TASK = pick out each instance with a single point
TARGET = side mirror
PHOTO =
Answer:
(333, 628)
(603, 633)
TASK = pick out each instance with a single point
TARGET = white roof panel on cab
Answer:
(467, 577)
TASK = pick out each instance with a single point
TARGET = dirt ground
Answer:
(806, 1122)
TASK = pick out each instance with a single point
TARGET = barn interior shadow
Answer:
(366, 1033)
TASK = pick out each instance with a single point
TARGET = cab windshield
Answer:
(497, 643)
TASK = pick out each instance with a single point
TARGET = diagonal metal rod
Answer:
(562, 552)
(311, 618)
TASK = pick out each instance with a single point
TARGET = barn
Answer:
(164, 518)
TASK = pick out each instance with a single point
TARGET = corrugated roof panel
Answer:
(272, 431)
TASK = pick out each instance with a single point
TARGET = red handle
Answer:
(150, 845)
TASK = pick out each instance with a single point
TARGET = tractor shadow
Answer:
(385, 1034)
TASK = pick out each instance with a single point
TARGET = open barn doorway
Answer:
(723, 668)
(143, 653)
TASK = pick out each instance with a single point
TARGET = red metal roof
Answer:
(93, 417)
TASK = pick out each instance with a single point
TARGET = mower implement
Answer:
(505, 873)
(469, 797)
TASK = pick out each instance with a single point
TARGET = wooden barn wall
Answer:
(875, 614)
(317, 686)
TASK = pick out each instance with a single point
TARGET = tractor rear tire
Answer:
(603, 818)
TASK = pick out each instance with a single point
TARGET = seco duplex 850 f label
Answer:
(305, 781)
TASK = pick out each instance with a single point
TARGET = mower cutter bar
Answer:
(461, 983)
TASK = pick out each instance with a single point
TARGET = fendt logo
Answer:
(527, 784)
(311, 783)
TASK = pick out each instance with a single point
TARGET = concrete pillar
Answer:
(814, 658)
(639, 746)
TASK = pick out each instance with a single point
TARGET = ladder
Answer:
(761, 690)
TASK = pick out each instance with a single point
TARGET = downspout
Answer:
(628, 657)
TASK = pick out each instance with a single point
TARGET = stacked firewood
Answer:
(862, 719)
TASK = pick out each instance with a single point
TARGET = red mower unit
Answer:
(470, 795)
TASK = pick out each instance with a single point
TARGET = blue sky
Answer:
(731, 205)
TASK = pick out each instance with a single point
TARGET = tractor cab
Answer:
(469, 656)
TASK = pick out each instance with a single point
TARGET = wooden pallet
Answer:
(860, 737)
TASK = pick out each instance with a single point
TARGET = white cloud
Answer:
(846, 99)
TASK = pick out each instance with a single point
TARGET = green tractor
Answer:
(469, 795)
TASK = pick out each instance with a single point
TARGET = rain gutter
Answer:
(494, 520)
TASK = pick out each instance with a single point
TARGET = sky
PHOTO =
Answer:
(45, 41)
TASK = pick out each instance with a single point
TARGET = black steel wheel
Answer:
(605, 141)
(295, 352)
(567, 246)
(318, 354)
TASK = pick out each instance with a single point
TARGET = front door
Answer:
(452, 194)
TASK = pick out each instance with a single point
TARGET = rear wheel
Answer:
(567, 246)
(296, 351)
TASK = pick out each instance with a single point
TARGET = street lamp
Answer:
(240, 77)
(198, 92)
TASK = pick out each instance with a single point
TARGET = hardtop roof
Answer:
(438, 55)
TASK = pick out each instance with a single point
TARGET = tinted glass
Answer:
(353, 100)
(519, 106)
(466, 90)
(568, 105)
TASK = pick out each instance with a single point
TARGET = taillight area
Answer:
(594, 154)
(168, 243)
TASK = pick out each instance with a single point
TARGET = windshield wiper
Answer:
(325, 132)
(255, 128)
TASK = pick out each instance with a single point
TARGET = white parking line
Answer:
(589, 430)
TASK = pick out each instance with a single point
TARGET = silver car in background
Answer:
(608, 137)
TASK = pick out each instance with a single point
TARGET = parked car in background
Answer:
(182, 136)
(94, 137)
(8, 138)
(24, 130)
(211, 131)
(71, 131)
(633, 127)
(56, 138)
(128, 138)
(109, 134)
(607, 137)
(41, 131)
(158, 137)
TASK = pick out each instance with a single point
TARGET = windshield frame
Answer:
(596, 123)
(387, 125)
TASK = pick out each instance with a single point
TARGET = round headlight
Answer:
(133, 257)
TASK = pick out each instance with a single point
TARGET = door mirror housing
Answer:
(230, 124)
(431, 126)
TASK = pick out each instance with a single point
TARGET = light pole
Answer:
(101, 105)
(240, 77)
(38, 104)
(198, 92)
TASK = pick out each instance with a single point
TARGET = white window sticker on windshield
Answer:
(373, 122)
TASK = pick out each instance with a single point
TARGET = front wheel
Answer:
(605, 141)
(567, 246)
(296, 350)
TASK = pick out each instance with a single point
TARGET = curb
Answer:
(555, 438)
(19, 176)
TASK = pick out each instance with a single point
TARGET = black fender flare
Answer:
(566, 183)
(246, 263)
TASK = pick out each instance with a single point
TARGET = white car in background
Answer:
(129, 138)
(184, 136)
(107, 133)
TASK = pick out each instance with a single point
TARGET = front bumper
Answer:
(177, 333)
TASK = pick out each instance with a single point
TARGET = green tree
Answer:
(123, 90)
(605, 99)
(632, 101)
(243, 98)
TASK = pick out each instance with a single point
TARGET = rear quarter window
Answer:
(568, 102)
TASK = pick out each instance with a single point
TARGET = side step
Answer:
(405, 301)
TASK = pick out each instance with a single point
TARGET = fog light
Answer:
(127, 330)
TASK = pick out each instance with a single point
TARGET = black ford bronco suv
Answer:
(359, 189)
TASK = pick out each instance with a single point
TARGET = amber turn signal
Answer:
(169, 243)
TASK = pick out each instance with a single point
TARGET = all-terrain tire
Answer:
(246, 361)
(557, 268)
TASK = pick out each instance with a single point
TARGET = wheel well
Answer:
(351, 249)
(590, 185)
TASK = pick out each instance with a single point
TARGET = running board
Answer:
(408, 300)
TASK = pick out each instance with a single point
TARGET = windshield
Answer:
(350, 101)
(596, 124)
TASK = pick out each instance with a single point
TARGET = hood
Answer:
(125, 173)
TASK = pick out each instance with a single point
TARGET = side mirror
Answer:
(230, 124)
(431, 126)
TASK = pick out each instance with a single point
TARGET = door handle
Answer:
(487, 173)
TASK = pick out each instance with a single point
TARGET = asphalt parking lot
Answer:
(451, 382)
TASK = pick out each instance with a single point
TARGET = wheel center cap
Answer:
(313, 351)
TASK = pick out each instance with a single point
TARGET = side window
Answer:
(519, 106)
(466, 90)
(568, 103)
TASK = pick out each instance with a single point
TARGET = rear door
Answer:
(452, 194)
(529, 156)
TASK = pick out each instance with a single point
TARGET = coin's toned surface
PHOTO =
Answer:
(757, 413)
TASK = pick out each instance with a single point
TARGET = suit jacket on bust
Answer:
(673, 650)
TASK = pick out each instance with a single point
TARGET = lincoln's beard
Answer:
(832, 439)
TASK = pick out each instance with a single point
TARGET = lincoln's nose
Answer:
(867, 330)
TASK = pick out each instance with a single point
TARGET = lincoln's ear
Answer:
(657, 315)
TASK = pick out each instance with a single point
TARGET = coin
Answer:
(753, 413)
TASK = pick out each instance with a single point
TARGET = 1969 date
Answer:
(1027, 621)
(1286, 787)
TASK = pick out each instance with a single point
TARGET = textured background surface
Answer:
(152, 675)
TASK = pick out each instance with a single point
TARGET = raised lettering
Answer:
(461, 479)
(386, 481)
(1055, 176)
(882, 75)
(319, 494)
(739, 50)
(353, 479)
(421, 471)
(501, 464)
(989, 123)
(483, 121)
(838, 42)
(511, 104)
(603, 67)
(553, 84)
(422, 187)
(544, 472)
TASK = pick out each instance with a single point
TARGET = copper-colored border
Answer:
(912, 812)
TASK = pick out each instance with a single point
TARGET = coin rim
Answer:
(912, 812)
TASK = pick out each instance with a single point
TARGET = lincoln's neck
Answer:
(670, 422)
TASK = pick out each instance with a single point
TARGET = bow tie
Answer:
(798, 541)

========

TASK OBJECTIVE: Show every line of the rows above that contains the word "wooden", copying each one in full.

FINISHED EXERCISE:
TARGET = wooden barn wall
TARGET = wooden pallet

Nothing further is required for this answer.